▶ _REQUIRED TASKS_:
a) From the post about a freeBSD script, list the kinds of ftp error that are named in parentheses.
b) Edit the post about a freeBSD script from "As it appears, freeBSD" through "to '*queue*' line count.", replacing "interpreted" with "understood".

▶ _TEXT SECTION_:

Holy cow, I was expecting some examples so I could piece something together,
I didn't expect someone to do the whole thing for me.  Thanks!

That UML diagram is fantastic, I should have a look at that myself sometime.
Seems to be a great visual help for tracing how your code is gonna need to go.

As it appears, freeBSD script coding looks eerily familiar with other types of coding ive tangled with,
I can almost fully understand whats going on even though I've never written for freeBSD before.

So let me see if I interpreted it right;
It sets '*size*' to '*queue*' line count.
It runs a loop for every line in '*queue*'.
  It sets '*check*' to '*count*'.
  It adds +1 to '*count*' unless ftp encounters an error (full, no connection, login error, etc.).
  If '*check*' no longer equals '*count*' there was a failure, so it echoes error and exits the loop.
It subtracts 'count' from '*size*' and copies that number of lines from the tail end of '*queue*' over to a new file postfixed with '*_new*'.

▶ _GIVEN DATA_:
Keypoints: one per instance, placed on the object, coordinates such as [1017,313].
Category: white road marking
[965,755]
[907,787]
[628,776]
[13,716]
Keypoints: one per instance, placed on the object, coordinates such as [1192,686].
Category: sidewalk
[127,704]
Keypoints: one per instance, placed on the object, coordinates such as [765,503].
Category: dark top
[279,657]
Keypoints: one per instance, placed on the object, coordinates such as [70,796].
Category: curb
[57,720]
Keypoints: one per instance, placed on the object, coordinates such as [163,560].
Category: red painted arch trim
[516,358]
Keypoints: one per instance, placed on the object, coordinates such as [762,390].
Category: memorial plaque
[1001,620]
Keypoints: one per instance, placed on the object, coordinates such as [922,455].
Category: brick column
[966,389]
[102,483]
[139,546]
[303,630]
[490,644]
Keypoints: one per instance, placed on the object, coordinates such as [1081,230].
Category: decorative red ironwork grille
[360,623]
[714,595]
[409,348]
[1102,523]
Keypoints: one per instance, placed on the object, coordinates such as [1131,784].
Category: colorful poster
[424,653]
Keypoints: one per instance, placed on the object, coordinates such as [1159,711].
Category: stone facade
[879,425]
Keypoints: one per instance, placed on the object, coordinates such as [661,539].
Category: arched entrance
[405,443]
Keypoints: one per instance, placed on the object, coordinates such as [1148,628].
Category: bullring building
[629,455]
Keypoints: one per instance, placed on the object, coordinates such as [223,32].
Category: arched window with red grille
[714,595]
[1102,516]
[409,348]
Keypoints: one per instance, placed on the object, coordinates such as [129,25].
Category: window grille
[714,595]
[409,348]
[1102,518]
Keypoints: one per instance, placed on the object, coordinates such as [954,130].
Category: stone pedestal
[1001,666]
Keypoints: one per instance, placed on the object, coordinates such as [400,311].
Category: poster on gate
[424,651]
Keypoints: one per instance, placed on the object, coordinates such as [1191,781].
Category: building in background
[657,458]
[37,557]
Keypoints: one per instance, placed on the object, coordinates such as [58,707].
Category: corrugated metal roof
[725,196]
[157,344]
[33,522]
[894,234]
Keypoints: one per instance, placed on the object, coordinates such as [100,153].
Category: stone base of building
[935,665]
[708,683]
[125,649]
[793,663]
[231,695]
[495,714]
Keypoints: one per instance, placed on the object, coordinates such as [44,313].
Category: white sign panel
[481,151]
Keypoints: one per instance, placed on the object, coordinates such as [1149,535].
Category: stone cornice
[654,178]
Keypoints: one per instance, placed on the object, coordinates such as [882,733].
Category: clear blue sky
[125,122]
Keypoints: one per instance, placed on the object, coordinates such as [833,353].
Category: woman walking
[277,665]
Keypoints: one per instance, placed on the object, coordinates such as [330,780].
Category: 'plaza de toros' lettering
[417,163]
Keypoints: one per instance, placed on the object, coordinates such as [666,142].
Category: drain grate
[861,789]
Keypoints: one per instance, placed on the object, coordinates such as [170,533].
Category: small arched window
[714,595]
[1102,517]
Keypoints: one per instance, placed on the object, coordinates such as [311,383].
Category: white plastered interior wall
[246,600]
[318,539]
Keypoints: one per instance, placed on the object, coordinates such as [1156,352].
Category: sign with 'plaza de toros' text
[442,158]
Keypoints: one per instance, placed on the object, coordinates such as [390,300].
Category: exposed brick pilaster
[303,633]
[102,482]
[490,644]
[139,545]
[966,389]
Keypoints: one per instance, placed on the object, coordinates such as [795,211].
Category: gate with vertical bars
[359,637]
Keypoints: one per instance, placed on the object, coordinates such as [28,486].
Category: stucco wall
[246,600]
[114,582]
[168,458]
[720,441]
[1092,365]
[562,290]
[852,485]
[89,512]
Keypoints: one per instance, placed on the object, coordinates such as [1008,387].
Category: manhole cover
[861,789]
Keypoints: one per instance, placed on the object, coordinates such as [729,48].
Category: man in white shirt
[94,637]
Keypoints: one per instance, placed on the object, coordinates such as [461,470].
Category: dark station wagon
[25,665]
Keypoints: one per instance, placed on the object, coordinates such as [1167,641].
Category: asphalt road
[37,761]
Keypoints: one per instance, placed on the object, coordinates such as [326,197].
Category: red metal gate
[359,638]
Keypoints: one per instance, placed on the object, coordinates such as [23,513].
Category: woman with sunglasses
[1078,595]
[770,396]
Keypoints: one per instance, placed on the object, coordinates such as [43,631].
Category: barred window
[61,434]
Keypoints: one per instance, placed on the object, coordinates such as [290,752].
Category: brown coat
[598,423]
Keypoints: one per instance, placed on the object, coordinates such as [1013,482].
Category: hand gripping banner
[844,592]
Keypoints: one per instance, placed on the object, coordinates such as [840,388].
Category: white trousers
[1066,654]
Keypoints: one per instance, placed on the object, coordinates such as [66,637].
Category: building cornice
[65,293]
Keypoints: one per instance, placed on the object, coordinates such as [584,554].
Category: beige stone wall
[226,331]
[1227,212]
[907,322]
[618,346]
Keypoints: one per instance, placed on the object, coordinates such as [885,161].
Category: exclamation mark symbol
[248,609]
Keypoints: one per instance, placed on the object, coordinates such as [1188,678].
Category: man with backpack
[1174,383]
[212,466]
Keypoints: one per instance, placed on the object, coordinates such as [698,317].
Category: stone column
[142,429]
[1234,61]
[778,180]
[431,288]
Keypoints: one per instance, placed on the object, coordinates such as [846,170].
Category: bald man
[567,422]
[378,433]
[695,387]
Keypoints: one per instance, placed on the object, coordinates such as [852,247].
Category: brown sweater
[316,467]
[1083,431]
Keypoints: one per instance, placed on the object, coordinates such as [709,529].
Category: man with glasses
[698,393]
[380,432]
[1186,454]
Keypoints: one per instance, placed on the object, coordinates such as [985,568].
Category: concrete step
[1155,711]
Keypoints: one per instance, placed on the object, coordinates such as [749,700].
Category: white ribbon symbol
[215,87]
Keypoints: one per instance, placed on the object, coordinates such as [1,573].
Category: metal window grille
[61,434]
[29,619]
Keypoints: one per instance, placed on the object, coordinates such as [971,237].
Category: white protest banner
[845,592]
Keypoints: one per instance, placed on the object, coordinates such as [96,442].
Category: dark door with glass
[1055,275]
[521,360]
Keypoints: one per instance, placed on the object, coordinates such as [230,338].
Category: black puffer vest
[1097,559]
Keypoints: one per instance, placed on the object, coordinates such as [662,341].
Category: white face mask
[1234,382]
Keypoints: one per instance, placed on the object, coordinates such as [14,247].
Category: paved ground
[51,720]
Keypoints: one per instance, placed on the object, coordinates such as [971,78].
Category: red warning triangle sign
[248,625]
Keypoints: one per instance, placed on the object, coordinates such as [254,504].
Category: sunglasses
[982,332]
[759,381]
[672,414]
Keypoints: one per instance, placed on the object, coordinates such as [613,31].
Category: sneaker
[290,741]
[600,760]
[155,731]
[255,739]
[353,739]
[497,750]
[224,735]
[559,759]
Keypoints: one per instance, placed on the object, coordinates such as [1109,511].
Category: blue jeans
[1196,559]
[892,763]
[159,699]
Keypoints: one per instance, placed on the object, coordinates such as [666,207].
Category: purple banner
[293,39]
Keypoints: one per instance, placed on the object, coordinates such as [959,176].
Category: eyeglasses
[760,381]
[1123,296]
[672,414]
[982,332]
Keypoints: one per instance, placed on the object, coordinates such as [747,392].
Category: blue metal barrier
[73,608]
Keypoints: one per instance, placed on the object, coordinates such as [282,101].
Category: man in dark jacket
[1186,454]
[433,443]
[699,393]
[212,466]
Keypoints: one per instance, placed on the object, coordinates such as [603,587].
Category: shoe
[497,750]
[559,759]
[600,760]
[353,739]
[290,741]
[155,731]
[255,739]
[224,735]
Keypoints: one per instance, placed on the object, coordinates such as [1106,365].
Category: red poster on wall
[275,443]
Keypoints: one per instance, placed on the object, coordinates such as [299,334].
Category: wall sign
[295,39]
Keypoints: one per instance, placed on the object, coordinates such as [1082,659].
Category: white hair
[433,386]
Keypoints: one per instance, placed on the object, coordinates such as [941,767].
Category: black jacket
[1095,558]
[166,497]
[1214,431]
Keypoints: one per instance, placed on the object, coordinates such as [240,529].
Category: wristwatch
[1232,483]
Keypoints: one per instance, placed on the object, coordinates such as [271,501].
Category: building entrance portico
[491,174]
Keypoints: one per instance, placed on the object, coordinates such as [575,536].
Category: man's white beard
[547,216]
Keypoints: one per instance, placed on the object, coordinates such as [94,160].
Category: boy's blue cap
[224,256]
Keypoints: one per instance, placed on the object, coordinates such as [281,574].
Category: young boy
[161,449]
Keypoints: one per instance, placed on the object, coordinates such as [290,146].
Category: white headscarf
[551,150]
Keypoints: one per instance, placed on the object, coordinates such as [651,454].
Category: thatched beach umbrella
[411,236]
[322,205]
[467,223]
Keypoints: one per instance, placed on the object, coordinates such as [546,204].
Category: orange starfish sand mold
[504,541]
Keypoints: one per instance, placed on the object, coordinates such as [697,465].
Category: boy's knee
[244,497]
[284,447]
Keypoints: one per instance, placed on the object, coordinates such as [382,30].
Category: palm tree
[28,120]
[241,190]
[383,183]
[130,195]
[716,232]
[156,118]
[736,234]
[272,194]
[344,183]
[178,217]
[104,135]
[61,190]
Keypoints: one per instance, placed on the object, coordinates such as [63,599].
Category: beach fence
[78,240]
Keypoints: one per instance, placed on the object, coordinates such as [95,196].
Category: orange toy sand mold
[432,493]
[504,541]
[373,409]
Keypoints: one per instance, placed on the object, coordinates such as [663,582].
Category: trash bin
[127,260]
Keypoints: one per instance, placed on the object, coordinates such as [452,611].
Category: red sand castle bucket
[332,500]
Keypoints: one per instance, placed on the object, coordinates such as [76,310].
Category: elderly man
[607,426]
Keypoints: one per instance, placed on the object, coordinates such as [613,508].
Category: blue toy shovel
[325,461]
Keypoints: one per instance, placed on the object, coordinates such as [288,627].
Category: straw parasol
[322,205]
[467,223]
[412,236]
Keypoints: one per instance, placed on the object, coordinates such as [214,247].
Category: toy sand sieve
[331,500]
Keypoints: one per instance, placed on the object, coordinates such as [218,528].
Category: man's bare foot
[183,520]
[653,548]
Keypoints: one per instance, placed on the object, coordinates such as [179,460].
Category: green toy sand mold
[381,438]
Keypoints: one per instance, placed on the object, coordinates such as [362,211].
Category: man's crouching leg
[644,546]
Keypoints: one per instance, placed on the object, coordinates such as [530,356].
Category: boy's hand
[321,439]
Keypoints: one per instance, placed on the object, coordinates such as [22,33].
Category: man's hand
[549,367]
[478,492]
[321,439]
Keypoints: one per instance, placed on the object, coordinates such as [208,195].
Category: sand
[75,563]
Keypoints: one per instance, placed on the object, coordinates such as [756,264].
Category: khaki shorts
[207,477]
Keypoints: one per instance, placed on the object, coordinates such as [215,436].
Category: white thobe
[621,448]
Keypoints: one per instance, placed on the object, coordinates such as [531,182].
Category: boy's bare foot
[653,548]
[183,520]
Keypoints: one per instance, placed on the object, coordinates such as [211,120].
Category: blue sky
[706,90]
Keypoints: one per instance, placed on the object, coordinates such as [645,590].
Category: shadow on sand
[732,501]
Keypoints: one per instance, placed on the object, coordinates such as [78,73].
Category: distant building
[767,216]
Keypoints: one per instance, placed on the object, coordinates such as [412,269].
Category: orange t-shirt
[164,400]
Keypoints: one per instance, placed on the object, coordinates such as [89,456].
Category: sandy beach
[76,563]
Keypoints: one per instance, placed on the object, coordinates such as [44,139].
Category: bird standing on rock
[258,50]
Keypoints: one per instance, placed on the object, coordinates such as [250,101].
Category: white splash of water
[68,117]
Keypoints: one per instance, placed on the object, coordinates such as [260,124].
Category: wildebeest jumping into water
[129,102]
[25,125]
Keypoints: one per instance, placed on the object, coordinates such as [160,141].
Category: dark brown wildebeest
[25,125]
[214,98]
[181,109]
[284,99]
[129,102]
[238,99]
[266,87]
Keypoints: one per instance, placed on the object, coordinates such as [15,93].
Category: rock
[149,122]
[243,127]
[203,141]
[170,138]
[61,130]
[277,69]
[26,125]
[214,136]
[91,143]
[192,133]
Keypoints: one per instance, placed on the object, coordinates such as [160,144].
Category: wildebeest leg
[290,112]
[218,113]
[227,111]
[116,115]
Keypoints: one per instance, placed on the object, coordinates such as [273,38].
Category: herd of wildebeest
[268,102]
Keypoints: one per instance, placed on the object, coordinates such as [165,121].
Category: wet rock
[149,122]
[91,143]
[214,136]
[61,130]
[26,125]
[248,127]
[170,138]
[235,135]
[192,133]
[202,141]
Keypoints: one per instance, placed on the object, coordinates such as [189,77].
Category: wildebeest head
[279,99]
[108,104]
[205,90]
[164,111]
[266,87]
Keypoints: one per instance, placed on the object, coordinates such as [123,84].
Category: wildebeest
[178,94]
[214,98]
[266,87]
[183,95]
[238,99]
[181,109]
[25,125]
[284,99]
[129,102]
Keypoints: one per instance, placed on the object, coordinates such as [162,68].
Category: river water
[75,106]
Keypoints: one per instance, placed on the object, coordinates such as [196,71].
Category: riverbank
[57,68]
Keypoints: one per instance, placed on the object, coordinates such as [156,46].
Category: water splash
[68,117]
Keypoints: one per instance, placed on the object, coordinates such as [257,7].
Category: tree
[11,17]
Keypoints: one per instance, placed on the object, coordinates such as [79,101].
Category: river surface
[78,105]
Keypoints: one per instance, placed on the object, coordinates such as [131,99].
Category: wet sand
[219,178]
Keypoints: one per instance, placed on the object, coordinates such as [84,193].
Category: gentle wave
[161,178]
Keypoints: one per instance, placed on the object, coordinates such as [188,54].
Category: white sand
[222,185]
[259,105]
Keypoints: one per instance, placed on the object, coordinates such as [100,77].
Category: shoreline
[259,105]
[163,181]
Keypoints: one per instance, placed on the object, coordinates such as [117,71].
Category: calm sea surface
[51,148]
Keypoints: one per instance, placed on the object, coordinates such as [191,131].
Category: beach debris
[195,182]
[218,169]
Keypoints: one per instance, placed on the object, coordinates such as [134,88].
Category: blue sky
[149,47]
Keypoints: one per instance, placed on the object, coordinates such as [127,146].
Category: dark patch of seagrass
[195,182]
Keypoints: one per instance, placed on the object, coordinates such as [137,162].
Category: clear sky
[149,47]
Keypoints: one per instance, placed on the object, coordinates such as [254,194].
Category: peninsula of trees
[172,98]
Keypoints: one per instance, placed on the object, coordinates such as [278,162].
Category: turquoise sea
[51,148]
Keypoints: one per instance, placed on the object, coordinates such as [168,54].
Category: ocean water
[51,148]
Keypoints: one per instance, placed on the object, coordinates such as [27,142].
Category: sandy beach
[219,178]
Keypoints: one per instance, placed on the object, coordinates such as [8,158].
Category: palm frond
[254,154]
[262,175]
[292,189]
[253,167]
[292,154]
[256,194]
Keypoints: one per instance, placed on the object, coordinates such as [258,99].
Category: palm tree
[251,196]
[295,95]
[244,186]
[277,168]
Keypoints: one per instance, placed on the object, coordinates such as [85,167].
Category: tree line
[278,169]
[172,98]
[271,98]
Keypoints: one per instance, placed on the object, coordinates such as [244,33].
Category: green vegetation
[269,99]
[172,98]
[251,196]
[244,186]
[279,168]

▶ _WRITTEN ANSWERS_:
a) full, no connection, login error

b)
As it appears, freeBSD script coding looks eerily familiar with other types of coding ive tangled with,
I can almost fully understand whats going on even though I've never written for freeBSD before.

So let me see if I understood it right;
It sets '*size*' to '*queue*' line count.